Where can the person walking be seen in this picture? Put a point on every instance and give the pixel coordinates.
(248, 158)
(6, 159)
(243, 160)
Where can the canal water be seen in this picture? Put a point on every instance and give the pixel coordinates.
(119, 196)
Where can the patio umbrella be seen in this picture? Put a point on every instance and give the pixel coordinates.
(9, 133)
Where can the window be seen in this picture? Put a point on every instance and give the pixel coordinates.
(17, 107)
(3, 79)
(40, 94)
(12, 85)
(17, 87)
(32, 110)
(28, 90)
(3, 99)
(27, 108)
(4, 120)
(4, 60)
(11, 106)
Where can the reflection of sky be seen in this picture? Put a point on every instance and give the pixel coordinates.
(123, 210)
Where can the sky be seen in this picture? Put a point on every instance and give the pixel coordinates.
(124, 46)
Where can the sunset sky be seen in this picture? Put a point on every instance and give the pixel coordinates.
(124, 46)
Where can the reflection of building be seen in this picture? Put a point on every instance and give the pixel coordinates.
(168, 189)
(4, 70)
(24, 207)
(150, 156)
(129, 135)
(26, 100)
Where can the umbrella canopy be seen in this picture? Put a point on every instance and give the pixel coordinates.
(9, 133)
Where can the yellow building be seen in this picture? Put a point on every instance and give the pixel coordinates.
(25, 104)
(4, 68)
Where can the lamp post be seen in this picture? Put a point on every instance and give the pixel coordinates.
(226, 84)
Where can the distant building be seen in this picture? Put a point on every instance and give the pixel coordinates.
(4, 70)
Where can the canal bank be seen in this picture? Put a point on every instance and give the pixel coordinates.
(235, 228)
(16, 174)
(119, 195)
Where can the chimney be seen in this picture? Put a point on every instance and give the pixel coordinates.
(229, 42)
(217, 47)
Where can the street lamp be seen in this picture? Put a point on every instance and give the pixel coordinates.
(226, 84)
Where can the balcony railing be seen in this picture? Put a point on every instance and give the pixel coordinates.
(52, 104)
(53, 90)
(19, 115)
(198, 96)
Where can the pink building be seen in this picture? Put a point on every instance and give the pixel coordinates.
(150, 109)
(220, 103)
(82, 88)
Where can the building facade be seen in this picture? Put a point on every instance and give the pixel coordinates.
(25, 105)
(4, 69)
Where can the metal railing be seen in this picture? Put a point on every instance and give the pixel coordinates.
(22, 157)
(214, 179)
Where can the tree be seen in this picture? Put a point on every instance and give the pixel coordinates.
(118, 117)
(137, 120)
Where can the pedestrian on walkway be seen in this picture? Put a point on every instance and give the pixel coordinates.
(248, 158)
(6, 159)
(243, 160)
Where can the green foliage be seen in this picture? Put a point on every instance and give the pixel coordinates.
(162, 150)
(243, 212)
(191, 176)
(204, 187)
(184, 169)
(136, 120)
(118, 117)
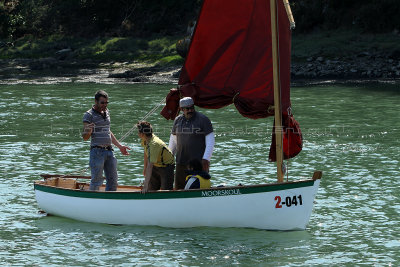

Your objective>
Print all records verbatim, excluding pictures.

Solution>
Where can the person walking be seen in this picture? Put a point on every instance and give the pixel coordinates.
(248, 158)
(6, 159)
(243, 160)
Where can the canal water be seen in this picture? Put a point on every instance and give the pixel coordinates.
(119, 196)
Where can the patio umbrella be seen in this picture? Put a point on every instance and give the pixel coordinates.
(9, 133)
Where can the window be seen in this picture? Put a point on every instance and give the pixel coordinates.
(17, 107)
(3, 79)
(40, 94)
(12, 85)
(17, 87)
(32, 110)
(28, 90)
(3, 99)
(27, 108)
(4, 120)
(4, 60)
(11, 106)
Where can the reflection of sky be seen in this picture? Put a point on every instance and give the pixel coordinates.
(123, 210)
Where can the sky be seen in this picture? Put a point on every instance and give the pixel coordinates.
(124, 46)
Where can the sunset sky be seen in this picture? Put a point on every instance and give the pixel coordinates.
(124, 46)
Where can the reflection of building be seen in this picture? Put a point on every instance and give the pixel coordinates.
(168, 189)
(4, 70)
(24, 207)
(150, 156)
(129, 135)
(26, 100)
Where can the umbrella canopy be seen in this picture? Put a point on every instance and give the pixel coordinates.
(9, 133)
Where can the yellow building be seen in this picture? Put a point on every instance and give the pixel coordinates.
(25, 104)
(4, 68)
Where can the lamp post be seen in this picture? Put a point on every instance and give the pixel coordinates.
(226, 84)
Where can the distant building be seen in this picture? Put a point on every instance and give the pixel coordinates.
(4, 70)
Where can the canal bank be seen in this picture? Put a point on every instance and give the pixel coordinates.
(235, 228)
(16, 174)
(119, 195)
Where can the chimney be seen in this picture? Put a point on every instance and give the pixel coordinates.
(229, 42)
(217, 47)
Where can the street lamp be seen in this picture? Put a point on every instance and give the pixel coordinates.
(226, 84)
Where can the balcony railing be seen in this picture? Put a point on every instance and give the pixel coordinates.
(52, 104)
(53, 90)
(19, 115)
(198, 96)
Where can the pink building be seen in this picture? Put a point on every instance and give the pixel coordinates.
(150, 109)
(220, 103)
(82, 88)
Where can the building facade be seen in this picture? Put a point on every instance and give the pixel coordinates.
(25, 105)
(4, 69)
Where can the metal railing be seen in this picture? Put a point on every instance and give the pixel coordinates.
(22, 157)
(214, 179)
Where can the tree be seen in this picture? Put a point on every instance and give the pixel coordinates.
(118, 117)
(137, 120)
Where can the pedestrian on walkway be seen in this picture? Put a point on every instance and give the pixel coordinates.
(248, 158)
(6, 159)
(243, 160)
Where can the green foliage be seen in this picture? Put a point on every instance and give the pixel coordinates.
(162, 150)
(243, 212)
(191, 176)
(204, 187)
(184, 169)
(136, 120)
(118, 117)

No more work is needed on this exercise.